> **Instructions to follow**
Please write out the complete listing that follows, exactly as it reads.

> **Listed entries**
— Begin —
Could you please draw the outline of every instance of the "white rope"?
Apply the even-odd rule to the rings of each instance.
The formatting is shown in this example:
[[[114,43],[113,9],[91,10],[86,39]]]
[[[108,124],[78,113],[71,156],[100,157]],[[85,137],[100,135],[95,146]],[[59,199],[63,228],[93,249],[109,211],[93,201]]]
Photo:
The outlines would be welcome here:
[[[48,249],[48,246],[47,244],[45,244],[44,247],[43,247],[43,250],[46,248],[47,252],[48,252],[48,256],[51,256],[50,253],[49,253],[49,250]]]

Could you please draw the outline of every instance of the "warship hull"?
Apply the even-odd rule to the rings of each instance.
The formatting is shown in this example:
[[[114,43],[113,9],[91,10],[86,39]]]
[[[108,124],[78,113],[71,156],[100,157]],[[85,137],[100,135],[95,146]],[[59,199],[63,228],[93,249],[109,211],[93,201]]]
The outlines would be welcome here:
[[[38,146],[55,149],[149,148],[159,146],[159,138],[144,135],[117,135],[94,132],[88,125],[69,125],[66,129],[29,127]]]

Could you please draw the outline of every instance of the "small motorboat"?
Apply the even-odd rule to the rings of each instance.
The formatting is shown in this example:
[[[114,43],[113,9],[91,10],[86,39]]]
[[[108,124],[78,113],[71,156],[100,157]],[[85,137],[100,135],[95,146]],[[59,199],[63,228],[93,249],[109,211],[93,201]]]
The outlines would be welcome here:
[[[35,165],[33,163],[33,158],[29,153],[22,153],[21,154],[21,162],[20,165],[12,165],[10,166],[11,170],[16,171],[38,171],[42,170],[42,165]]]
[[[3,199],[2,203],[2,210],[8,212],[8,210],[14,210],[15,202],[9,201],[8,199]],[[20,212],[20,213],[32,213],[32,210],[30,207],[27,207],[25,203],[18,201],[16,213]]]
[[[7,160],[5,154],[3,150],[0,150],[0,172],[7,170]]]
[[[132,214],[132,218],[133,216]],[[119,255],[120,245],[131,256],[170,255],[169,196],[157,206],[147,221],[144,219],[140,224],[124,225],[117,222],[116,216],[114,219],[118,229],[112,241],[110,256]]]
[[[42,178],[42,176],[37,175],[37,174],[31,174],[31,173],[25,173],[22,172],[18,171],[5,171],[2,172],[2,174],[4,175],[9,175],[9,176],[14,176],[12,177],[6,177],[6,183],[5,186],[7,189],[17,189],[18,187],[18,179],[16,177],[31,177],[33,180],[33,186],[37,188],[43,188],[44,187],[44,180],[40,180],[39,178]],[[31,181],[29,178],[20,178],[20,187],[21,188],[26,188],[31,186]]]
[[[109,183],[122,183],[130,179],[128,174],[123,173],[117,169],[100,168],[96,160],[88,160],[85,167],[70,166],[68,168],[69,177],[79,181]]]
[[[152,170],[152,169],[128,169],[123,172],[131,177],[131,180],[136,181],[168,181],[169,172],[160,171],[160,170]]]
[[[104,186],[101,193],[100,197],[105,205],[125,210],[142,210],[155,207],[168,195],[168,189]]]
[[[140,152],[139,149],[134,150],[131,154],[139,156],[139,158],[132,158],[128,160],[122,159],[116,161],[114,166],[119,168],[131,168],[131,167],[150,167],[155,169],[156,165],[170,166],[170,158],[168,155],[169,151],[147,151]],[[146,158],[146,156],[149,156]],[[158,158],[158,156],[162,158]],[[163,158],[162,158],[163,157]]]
— End —
> **Task answer**
Could you please draw the outline of every instance of the "white rope"?
Apply the even-odd rule to the rings of each instance.
The formatting is shown in this example:
[[[114,43],[113,9],[91,10],[86,39]]]
[[[108,124],[78,113],[71,156],[100,157]],[[85,137],[100,135],[95,146]],[[59,199],[63,228],[93,249],[109,211],[93,201]]]
Photo:
The outlines would be welcome here:
[[[48,249],[48,246],[47,244],[45,244],[44,247],[43,247],[43,250],[46,248],[47,252],[48,252],[48,256],[51,256],[50,253],[49,253],[49,250]]]

Could you please draw the outline of every instance of the "warship hull"?
Apply the even-odd rule to the rings of each instance.
The formatting is shown in this example:
[[[114,43],[113,9],[91,10],[86,39]]]
[[[108,124],[78,113],[71,156],[100,157]],[[85,137],[100,135],[95,146]],[[59,199],[63,228],[93,249],[109,211],[93,201]]]
The outlines would be welcome here:
[[[38,146],[55,149],[149,148],[159,146],[159,138],[144,135],[117,135],[94,132],[88,125],[69,125],[66,129],[29,127]]]

Could you please draw the outline of every instance of the "small motorboat"?
Apply the even-odd rule to the rings of each instance.
The formatting is shown in this example:
[[[114,43],[113,9],[91,10],[86,39]]]
[[[108,124],[78,113],[71,156],[100,157]],[[85,137],[100,135],[95,146]],[[59,199],[63,228],[93,249],[109,211],[93,201]]]
The outlines would be welcome here:
[[[35,165],[33,163],[33,158],[29,153],[22,153],[21,154],[21,162],[20,165],[12,165],[10,166],[11,170],[16,171],[38,171],[42,170],[42,165]]]
[[[3,199],[2,203],[2,210],[8,212],[8,210],[14,210],[15,202],[9,201],[8,199]],[[20,212],[20,213],[32,213],[32,210],[30,207],[27,207],[25,203],[18,201],[16,213]]]
[[[7,160],[5,154],[3,150],[0,150],[0,172],[7,170]]]
[[[132,214],[132,218],[133,216]],[[119,255],[120,245],[131,256],[170,255],[169,196],[157,206],[147,221],[144,219],[140,224],[124,225],[117,222],[116,216],[114,219],[118,229],[112,241],[110,256]]]
[[[42,178],[42,176],[37,175],[37,174],[31,174],[31,173],[25,173],[22,172],[18,171],[5,171],[2,172],[2,174],[4,175],[9,175],[9,176],[14,176],[12,177],[6,177],[6,183],[5,186],[7,189],[17,189],[18,187],[18,179],[16,177],[31,177],[33,180],[33,186],[37,188],[43,188],[44,187],[44,180],[40,180],[39,178]],[[31,181],[29,178],[20,178],[20,187],[21,188],[26,188],[31,186]]]
[[[109,183],[122,183],[130,179],[128,174],[123,173],[117,169],[100,168],[96,160],[88,160],[85,167],[70,166],[68,168],[69,177],[79,181]]]
[[[152,170],[152,169],[128,169],[123,172],[131,177],[131,180],[136,181],[168,181],[169,172],[160,171],[160,170]]]
[[[104,186],[101,193],[100,197],[105,205],[125,210],[142,210],[155,207],[168,195],[168,189]]]
[[[140,152],[139,149],[134,150],[131,154],[139,156],[139,158],[132,158],[128,160],[122,159],[116,161],[114,166],[119,168],[131,168],[131,167],[150,167],[155,169],[156,165],[170,166],[170,158],[168,155],[169,151],[147,151]],[[146,158],[146,156],[149,156]],[[158,158],[158,156],[162,158]],[[163,158],[162,158],[163,157]]]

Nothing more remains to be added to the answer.